• [Activity]
Copy the data below exactly, but not the pictures it contains.

Stored items
[Start of section]

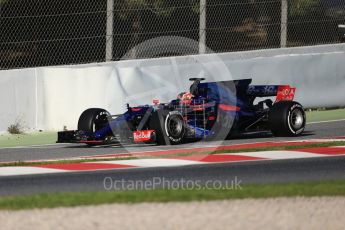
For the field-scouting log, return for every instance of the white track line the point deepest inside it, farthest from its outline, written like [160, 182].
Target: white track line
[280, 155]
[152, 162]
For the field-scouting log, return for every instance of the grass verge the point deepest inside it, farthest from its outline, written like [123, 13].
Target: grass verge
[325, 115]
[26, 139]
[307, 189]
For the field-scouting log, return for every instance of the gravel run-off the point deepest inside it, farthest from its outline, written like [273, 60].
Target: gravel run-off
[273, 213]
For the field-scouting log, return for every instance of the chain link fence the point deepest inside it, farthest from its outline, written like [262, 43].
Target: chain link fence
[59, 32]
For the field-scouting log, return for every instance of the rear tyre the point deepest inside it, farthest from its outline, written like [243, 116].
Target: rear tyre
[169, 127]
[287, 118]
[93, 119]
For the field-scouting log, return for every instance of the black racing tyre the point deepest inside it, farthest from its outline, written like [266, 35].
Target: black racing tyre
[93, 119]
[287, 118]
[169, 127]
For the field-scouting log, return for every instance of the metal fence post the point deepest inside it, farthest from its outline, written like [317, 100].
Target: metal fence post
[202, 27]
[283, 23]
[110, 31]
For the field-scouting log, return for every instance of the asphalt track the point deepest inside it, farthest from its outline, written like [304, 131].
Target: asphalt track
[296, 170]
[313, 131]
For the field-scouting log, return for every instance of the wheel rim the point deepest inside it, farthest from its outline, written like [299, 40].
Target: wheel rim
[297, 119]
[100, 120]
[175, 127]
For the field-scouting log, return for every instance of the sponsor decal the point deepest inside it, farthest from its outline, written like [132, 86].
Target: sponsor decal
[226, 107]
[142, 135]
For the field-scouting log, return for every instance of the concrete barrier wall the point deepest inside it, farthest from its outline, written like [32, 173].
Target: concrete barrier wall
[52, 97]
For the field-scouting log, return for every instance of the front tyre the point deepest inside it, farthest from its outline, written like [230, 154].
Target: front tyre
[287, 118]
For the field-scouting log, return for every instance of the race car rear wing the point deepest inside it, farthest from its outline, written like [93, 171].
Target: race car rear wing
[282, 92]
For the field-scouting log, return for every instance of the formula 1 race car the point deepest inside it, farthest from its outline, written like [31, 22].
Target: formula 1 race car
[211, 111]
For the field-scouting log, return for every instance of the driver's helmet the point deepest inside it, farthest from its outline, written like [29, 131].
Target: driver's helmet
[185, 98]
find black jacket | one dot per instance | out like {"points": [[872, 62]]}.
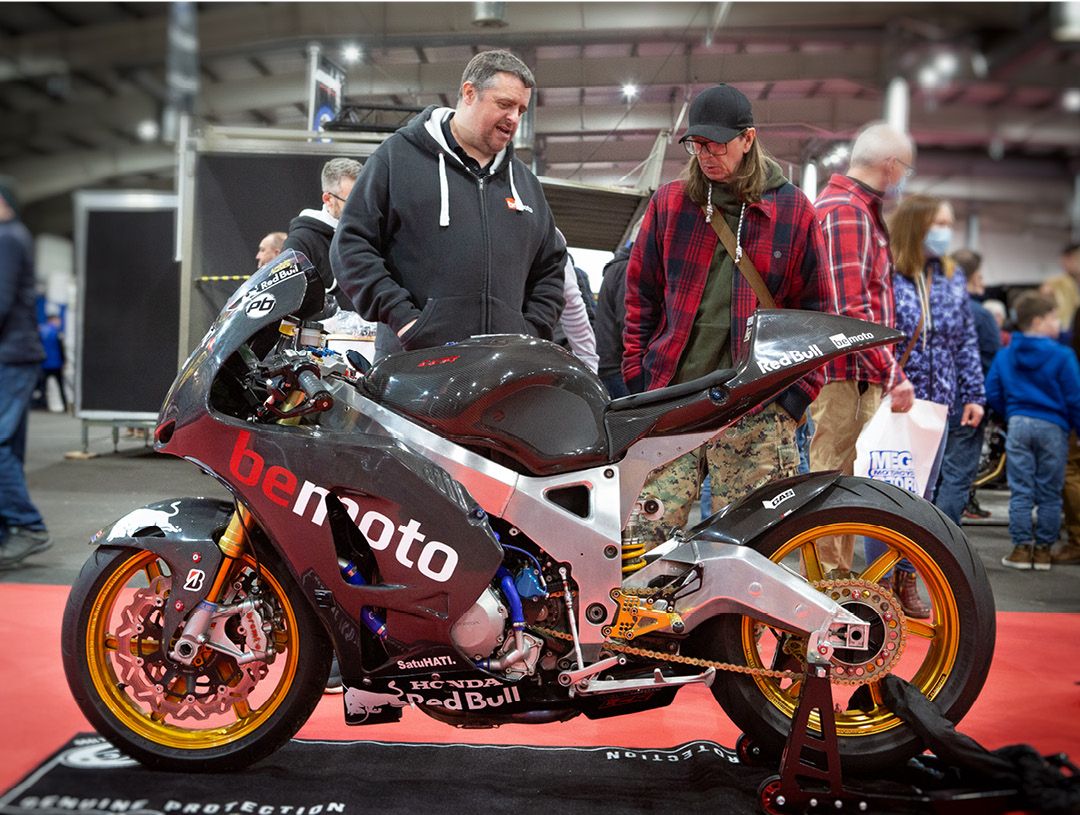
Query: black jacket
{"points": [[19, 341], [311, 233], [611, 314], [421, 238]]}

[End of section]

• [Your solution]
For the field-scouting log, return for every instance of the white track line the point deepest inside it, farthest from its outline, written like [160, 182].
Target: white track line
[280, 155]
[152, 162]
For the field-scouting log, return for every instance of the grass verge the point deepest inside it, farthest from its outline, written like [123, 13].
Target: grass verge
[325, 115]
[26, 139]
[307, 189]
For the field-scouting log, return for every instance of the gravel run-off the point deepest inside it, farthest from its outline, written like [273, 60].
Target: gravel run-off
[273, 213]
For the field-scouting log, return for every instance of the chain link fence the point deepest inside it, farthest from its outline, written like [262, 43].
Target: chain link fence
[59, 32]
For the field-scouting log, return for every instance of the rear tyre the point deepest inside it, farthest from its outline, written like [243, 116].
Target: rear tyre
[169, 127]
[287, 118]
[93, 119]
For the field-scouting log, return for every instance of the black racing tyre the point deepest inside it, farthest from its outline, written like [266, 35].
Target: black racing tyre
[93, 119]
[287, 118]
[169, 127]
For the field-scouting log, return for every instance of the metal fence post the point deepest inside it, farthest from its outline, written like [317, 100].
Target: metal fence post
[202, 27]
[283, 23]
[110, 31]
For the field-scouting log, return for every instance of the asphalt track the point deepest inside it, farthest from its outline, written like [304, 131].
Target: asphalt track
[296, 170]
[313, 131]
For the field-scouting log, return for every instance of the wheel rim the point deepest inside it, farthest from its outline, written like [299, 40].
Target: wheel rim
[297, 119]
[100, 120]
[175, 127]
For the field-scouting log, return for every instance of the sponsor decal the point deepest inside it, farthest from its outline, written like [132, 86].
Target: sponsor decal
[226, 107]
[142, 135]
For the field-scouting log, return for every instance of the concrete barrier wall the point deepest inside it, farthest from its outline, written like [32, 173].
Target: concrete barrier wall
[52, 97]
For the field-scouting log, return for every instance of the front tyre the point deepest inside it, farthest from its outline, written like [230, 154].
Target: front tyre
[287, 118]
For the field-scouting log, return for every instance of the race car rear wing the point deepest inside it, farthest from its outline, written like [93, 171].
Target: race car rear wing
[282, 92]
For the field-scouting log, return for every instance of the formula 1 race car the point deepest inside it, farthest from its outline, written like [31, 22].
Target: formula 1 race car
[211, 111]
For the field-scouting log, return for every instance of the driver's helmet the point deepest inside it, farthest from its outline, written like [29, 131].
Target: driver's helmet
[185, 98]
find black jacket | one dot per instance | out like {"points": [[872, 62]]}.
Query: black jacket
{"points": [[19, 341], [311, 233], [611, 314], [421, 238]]}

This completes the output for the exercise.